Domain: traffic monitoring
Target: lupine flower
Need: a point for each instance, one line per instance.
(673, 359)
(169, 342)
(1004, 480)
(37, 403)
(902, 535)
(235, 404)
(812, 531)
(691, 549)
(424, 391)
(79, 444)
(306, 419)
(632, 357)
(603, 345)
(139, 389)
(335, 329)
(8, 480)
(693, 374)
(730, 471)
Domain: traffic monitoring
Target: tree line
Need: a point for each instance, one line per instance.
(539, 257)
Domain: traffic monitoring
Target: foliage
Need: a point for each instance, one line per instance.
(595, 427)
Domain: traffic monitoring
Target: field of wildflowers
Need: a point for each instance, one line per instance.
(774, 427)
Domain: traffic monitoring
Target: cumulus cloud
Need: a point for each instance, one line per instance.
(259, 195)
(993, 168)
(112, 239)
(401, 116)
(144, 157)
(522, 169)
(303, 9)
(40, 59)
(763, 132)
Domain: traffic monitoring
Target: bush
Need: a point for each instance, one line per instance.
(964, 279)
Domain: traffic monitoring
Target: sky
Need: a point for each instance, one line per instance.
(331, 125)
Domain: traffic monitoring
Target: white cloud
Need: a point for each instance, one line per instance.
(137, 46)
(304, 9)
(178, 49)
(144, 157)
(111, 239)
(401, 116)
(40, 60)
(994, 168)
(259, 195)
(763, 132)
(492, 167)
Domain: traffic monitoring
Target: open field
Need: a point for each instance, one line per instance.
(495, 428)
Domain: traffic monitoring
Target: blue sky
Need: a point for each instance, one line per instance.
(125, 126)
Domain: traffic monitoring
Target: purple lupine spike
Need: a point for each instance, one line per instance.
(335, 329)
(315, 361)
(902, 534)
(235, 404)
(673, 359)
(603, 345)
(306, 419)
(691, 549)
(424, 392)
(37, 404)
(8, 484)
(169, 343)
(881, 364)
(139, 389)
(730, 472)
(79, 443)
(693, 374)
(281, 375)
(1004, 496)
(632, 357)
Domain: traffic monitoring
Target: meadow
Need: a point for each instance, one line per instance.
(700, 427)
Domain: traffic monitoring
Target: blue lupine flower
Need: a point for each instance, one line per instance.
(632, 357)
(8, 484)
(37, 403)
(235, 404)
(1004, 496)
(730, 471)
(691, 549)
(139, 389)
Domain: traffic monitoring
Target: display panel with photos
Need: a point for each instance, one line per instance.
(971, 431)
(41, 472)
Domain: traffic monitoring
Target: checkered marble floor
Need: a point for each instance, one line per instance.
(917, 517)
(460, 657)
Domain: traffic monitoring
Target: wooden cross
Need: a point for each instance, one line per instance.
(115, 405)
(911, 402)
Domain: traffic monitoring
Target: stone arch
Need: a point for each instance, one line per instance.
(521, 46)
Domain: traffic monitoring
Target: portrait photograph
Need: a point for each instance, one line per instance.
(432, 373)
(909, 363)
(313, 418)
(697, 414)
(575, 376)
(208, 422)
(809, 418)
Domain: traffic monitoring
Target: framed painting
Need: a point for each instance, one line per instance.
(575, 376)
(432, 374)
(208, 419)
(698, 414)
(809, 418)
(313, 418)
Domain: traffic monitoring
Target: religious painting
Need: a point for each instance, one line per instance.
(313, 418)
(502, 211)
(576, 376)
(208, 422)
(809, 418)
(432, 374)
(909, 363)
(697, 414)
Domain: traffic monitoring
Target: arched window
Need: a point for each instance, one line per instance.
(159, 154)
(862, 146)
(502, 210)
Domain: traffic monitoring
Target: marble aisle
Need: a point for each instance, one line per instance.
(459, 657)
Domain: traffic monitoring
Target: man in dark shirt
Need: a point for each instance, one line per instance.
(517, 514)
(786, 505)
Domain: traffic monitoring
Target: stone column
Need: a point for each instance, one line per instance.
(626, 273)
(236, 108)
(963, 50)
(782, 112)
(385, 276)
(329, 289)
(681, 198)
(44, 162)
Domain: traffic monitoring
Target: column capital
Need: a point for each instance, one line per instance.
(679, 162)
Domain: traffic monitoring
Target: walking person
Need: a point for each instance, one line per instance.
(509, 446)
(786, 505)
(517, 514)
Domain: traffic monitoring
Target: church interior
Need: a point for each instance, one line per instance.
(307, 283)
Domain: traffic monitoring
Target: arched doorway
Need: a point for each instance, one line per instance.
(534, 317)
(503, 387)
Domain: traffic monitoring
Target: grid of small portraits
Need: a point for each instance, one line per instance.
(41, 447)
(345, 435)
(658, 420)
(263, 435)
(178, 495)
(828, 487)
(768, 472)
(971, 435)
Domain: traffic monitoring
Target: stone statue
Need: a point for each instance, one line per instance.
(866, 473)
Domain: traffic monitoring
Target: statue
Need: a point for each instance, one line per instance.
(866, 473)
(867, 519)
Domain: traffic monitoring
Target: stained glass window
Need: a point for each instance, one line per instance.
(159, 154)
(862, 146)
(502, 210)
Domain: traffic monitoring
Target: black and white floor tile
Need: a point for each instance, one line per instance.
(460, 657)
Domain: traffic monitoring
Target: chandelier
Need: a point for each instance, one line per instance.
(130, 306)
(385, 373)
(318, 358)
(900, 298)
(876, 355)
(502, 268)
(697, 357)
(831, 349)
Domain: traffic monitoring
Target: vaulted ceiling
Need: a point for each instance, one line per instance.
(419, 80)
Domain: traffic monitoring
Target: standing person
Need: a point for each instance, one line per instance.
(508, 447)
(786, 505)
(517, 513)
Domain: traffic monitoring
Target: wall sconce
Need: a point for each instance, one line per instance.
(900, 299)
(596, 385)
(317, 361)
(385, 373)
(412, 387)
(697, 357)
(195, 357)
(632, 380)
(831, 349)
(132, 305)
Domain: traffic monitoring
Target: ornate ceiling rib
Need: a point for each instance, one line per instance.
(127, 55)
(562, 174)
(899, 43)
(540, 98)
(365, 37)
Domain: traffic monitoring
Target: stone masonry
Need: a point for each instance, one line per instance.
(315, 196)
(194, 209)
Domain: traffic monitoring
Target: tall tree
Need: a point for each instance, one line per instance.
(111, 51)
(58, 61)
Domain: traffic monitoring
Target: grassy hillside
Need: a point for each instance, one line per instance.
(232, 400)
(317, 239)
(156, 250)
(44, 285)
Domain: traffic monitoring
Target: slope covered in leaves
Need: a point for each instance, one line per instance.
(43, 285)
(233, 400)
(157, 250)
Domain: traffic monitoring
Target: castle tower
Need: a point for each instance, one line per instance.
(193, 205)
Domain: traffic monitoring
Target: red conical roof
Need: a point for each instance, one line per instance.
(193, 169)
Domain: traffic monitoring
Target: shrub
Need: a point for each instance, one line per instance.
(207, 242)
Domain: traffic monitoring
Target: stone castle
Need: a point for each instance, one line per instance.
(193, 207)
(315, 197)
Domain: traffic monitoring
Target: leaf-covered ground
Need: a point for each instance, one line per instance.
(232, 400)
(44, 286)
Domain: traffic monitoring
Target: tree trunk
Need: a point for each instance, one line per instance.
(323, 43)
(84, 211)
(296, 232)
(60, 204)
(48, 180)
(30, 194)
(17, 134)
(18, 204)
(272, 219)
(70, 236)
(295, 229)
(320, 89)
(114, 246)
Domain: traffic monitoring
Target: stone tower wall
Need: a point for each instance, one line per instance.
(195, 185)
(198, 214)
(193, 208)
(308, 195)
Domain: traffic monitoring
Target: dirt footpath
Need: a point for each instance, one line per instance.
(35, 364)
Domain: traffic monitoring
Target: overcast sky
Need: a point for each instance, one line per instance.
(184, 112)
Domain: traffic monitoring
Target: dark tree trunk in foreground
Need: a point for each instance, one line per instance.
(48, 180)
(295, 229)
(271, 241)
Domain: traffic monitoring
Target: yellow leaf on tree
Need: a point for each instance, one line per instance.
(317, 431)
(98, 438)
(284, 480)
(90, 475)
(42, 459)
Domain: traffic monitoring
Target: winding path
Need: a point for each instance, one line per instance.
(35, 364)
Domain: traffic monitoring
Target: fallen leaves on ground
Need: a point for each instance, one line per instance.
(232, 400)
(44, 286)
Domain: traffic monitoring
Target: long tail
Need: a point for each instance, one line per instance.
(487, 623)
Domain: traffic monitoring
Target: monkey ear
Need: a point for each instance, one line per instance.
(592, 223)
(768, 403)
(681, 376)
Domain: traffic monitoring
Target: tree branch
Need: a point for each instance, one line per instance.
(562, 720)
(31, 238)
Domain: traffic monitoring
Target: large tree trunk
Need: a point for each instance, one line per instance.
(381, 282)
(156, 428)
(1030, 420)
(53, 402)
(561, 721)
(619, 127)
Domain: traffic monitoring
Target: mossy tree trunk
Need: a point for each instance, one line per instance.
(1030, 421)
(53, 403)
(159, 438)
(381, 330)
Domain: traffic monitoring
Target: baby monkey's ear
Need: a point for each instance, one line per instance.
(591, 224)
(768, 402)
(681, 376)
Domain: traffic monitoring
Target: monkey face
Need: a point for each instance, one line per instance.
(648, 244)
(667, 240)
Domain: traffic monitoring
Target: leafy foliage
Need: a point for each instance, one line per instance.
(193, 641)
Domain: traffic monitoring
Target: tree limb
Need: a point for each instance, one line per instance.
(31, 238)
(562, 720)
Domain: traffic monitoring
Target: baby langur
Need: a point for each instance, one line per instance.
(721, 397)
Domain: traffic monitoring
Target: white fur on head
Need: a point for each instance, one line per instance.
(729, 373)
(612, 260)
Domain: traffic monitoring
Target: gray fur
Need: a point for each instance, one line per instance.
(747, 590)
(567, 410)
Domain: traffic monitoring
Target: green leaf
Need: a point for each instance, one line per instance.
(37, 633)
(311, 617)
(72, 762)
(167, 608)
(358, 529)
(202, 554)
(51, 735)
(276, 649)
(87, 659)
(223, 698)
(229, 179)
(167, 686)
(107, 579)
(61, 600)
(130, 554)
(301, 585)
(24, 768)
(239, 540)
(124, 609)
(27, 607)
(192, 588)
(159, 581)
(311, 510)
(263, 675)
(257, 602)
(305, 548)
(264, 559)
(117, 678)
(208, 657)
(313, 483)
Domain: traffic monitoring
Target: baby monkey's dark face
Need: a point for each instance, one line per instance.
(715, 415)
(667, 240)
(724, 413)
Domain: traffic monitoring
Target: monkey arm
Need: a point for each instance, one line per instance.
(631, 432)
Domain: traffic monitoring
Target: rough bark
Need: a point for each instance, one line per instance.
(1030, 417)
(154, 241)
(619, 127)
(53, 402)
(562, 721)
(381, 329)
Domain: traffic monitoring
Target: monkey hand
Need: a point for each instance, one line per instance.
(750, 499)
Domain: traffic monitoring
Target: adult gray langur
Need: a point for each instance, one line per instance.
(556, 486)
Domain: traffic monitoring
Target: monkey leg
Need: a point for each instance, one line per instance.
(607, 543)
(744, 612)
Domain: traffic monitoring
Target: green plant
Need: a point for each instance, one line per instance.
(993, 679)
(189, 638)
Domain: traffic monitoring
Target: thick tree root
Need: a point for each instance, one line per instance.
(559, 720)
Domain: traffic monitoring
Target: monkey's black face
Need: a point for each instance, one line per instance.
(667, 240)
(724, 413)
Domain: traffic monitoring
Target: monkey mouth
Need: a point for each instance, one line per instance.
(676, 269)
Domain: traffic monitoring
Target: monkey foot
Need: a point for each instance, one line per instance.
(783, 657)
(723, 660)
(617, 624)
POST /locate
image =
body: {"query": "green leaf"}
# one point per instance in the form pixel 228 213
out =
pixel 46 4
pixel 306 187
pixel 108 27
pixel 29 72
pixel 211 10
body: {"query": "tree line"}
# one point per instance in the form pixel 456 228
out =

STATED EXERCISE: Return, word for word, each line from the line that contains "POST /locate" to the end of the listing above; include both end lines and nothing else.

RESULT OF THE TASK:
POST /locate
image =
body: {"query": "green leaf"}
# one point per instance in the form pixel 228 213
out =
pixel 46 4
pixel 306 187
pixel 108 27
pixel 29 72
pixel 211 10
body: {"query": "tree line"}
# one point per instance in the form pixel 456 228
out =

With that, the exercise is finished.